» **What to do**: Each line from the one with "Each instance of the red banner" through the last line of the records must be output exactly, both ends included.

************

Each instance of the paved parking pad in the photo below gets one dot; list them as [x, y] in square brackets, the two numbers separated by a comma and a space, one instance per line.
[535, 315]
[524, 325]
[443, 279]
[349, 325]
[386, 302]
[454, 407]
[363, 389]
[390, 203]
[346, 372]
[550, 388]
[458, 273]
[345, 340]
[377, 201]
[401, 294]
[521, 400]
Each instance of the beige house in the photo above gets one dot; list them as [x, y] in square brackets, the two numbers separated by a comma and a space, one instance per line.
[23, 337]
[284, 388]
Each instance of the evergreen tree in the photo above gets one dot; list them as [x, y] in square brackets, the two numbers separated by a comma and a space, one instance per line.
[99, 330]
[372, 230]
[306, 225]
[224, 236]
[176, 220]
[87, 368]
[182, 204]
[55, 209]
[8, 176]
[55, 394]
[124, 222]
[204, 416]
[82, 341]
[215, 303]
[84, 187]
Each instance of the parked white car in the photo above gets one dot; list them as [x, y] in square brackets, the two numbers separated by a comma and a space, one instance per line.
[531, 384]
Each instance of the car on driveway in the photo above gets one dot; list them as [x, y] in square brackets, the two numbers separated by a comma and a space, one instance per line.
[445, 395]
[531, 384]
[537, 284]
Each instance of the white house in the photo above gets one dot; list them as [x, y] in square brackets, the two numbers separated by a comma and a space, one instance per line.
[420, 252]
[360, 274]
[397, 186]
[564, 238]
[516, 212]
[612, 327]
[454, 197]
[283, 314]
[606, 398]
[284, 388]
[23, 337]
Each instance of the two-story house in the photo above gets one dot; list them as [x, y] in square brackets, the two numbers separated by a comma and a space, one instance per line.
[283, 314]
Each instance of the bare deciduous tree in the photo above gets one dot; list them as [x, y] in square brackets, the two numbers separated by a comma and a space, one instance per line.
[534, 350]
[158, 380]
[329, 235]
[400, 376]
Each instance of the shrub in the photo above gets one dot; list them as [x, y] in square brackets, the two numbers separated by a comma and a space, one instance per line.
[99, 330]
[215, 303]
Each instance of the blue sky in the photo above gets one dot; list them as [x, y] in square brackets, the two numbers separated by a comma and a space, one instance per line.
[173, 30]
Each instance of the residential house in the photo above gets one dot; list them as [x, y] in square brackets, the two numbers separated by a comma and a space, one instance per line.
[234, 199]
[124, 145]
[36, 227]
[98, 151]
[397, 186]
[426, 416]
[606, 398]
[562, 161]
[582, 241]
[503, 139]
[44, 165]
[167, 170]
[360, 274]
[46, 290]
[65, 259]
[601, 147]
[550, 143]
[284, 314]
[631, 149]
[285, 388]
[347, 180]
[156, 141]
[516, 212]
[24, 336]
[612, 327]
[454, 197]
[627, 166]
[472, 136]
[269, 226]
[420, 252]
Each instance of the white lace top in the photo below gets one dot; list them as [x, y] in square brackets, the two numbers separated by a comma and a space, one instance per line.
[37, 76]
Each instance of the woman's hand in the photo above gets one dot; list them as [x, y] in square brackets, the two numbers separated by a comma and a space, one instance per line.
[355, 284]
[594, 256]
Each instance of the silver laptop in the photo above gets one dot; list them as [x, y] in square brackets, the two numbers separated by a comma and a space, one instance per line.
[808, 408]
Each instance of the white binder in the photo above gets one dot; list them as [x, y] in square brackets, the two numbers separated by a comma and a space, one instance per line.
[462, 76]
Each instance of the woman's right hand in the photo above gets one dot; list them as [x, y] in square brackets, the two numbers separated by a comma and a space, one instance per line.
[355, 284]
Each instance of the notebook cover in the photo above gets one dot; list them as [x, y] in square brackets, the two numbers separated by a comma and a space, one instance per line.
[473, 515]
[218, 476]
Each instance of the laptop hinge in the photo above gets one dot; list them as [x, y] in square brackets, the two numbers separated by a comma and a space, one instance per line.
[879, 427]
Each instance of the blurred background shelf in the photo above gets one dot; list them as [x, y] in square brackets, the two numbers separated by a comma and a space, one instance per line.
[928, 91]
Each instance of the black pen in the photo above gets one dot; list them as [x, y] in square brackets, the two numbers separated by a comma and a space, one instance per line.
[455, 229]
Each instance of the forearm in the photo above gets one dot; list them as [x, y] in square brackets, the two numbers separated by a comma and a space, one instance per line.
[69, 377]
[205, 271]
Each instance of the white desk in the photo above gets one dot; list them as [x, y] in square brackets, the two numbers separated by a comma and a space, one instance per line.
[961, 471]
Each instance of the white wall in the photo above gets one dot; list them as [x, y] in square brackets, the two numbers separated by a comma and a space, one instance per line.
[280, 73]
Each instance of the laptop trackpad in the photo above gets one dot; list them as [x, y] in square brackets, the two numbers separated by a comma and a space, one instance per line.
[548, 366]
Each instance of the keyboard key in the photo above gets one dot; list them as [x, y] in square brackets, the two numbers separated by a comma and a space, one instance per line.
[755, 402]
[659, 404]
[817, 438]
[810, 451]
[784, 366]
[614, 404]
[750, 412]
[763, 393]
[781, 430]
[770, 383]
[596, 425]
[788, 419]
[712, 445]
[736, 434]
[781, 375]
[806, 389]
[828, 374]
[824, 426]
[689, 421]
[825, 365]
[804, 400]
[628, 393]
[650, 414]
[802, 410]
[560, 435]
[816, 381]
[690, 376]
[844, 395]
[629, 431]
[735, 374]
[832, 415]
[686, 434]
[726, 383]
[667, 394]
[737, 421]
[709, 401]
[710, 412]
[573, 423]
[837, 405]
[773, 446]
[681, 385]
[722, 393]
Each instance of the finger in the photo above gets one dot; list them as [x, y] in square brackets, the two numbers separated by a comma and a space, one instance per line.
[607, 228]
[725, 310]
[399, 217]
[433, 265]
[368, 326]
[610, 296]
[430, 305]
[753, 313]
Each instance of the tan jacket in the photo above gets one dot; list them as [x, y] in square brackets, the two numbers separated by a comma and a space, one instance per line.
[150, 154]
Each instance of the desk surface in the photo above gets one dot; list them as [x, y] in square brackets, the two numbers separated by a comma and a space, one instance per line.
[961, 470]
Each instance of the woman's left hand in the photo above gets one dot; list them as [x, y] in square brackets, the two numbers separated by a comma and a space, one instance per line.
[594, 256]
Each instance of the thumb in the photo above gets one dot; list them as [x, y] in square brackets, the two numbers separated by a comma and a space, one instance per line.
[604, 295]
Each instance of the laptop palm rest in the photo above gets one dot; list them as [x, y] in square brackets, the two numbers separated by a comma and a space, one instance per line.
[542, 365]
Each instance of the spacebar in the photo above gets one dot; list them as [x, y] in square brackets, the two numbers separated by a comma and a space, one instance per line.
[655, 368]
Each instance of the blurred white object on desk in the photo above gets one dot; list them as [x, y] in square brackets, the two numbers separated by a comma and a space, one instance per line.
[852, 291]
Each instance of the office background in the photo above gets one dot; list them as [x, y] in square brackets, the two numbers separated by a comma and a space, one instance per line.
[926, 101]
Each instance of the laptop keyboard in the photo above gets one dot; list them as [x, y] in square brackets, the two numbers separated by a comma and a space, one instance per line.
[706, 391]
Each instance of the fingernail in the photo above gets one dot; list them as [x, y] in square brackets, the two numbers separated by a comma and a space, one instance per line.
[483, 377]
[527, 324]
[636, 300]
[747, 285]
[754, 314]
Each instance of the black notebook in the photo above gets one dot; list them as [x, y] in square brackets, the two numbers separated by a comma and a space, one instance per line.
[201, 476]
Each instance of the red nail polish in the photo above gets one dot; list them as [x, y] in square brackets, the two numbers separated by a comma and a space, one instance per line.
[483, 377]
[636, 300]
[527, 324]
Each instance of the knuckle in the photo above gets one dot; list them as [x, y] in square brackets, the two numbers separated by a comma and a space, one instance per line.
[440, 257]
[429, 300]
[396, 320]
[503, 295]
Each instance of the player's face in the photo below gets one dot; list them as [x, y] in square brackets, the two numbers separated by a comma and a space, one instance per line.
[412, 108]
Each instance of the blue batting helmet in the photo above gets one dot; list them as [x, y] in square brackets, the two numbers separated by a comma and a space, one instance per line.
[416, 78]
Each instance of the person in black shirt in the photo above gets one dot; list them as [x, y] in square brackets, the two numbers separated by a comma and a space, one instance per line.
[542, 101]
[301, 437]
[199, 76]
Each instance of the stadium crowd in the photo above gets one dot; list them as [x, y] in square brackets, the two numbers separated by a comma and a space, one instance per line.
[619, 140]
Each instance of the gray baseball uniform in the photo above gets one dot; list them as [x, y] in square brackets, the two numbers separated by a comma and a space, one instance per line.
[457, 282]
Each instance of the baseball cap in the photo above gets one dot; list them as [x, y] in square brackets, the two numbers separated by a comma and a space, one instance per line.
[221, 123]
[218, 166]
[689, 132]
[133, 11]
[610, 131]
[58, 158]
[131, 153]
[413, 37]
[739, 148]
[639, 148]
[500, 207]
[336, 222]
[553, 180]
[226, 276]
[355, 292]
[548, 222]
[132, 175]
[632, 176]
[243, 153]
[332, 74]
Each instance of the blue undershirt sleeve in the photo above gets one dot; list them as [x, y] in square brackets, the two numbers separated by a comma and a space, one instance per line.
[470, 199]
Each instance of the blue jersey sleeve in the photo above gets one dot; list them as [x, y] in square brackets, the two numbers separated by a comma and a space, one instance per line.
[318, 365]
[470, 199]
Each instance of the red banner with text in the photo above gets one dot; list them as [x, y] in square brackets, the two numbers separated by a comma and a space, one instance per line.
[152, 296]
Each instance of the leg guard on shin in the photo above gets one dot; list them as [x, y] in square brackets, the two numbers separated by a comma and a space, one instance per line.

************

» **Result for this task**:
Each instance of the red banner with text in the photo above gets one dot; list them as [x, y] in square brackets, the two numbers separated by a comma and a space, one instance per line.
[152, 296]
Each instance of the leg guard on shin in the photo above gets one dot; list them as [x, y] in square brackets, the two numbers separated by a comma and a space, one instance per line.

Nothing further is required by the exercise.